[Stored data entries]
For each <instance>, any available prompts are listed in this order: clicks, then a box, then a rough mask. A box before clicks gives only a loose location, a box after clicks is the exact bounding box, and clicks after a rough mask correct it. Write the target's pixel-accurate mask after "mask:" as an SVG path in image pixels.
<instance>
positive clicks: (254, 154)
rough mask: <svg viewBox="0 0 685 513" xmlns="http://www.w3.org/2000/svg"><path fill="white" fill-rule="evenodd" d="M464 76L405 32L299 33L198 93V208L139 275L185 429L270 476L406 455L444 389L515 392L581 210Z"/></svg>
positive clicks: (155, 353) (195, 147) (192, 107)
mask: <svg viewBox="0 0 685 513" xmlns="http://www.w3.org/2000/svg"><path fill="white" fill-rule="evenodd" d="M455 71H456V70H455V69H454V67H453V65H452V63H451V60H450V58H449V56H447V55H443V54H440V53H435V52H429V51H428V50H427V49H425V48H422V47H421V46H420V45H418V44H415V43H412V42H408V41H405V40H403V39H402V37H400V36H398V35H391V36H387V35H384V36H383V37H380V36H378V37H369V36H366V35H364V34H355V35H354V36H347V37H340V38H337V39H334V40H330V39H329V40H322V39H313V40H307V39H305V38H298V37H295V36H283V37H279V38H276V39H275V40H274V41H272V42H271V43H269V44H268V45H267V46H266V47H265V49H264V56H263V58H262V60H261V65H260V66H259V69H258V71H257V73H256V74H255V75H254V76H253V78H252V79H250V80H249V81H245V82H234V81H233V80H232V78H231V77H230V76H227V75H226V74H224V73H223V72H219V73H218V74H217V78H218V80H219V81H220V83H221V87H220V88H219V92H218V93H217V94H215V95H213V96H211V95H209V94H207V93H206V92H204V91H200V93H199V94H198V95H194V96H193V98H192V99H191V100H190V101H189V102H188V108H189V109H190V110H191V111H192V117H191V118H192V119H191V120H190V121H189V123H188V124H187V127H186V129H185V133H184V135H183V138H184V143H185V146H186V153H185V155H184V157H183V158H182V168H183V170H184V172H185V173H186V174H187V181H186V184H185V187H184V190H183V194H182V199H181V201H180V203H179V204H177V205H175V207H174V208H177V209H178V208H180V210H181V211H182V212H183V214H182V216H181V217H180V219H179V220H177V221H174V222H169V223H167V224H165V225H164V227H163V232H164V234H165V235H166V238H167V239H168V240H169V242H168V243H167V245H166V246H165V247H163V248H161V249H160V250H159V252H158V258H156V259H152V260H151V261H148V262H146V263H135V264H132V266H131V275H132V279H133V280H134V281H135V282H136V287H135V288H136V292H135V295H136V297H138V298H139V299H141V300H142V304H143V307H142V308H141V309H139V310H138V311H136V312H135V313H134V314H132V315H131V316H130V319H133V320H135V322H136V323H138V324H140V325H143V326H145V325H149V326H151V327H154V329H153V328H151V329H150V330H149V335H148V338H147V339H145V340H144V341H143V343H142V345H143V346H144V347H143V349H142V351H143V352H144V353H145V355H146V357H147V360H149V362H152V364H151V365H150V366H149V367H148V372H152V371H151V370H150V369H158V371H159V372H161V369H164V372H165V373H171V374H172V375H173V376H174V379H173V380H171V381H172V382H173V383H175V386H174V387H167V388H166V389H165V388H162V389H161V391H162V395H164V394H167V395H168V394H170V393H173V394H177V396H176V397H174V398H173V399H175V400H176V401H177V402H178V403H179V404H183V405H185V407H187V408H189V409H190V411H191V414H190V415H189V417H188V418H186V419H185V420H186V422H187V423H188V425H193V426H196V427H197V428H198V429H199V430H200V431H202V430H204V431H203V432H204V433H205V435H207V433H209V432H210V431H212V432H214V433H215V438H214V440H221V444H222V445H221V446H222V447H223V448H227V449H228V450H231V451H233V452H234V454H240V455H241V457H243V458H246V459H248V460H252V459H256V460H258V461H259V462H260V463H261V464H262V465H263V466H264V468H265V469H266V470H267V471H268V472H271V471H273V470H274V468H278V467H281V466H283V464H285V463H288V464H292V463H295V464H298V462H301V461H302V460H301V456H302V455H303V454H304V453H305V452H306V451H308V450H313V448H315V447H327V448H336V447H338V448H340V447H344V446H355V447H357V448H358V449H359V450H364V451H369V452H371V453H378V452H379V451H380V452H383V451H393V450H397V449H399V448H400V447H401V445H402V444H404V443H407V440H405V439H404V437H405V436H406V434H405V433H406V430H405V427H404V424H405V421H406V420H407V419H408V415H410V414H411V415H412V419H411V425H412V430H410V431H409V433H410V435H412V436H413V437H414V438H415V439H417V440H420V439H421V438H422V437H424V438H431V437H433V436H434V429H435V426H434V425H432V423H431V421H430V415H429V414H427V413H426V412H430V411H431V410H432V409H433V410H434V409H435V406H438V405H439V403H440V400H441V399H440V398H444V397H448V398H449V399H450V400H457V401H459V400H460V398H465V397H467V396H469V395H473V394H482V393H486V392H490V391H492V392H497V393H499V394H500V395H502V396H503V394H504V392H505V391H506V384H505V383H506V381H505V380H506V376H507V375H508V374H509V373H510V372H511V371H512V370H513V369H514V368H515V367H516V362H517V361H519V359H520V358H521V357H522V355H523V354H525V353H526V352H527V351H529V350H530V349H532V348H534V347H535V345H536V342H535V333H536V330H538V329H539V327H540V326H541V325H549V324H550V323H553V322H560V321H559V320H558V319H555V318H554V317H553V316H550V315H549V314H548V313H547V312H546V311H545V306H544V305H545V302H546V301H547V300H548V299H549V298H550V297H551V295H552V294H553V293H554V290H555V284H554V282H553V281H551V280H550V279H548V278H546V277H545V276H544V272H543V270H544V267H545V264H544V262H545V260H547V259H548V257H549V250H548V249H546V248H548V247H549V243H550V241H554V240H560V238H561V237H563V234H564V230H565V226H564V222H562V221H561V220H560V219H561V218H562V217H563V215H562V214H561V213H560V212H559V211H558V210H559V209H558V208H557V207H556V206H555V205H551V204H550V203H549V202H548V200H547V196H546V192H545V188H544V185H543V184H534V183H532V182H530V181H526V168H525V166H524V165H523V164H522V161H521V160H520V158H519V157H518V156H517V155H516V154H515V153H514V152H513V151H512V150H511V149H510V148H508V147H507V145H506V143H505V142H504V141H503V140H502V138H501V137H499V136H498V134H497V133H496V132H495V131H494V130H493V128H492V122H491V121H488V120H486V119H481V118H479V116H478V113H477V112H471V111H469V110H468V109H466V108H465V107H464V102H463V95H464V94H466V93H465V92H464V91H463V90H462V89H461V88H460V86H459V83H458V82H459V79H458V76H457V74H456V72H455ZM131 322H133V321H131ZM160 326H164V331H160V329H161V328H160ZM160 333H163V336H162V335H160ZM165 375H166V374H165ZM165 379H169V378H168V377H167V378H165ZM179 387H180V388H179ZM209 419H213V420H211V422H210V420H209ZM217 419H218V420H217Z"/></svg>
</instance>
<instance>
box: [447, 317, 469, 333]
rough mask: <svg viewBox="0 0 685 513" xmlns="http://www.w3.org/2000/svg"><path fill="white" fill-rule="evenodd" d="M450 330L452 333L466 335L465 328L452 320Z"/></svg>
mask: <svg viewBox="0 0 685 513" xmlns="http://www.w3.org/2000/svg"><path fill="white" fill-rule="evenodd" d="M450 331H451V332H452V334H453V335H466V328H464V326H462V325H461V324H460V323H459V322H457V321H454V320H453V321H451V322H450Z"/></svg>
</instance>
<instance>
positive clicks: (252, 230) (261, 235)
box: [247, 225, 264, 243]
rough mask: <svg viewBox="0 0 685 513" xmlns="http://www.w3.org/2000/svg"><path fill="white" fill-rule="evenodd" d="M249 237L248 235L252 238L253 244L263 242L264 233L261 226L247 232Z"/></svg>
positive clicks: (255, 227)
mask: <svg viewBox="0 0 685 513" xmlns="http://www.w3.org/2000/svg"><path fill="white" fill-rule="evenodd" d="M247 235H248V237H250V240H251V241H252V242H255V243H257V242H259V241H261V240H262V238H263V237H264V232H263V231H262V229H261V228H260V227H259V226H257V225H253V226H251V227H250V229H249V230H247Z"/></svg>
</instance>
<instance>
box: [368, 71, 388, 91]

ASSIGNED TASK:
Beginning at the line that contains "237L248 235L252 238L253", reproduce every line down to the last line of the entries above, exactly and only those.

RESULT FOR THIS TASK:
rough mask: <svg viewBox="0 0 685 513" xmlns="http://www.w3.org/2000/svg"><path fill="white" fill-rule="evenodd" d="M249 237L248 235L252 238L253 244L263 242L264 233L261 226L247 232Z"/></svg>
positive clicks: (255, 227)
mask: <svg viewBox="0 0 685 513" xmlns="http://www.w3.org/2000/svg"><path fill="white" fill-rule="evenodd" d="M247 235H248V237H250V240H251V241H252V242H255V243H257V242H259V241H261V240H262V238H263V237H264V232H263V231H262V229H261V228H260V227H259V226H257V225H253V226H251V227H250V229H249V230H247Z"/></svg>
</instance>
<instance>
box: [368, 71, 388, 91]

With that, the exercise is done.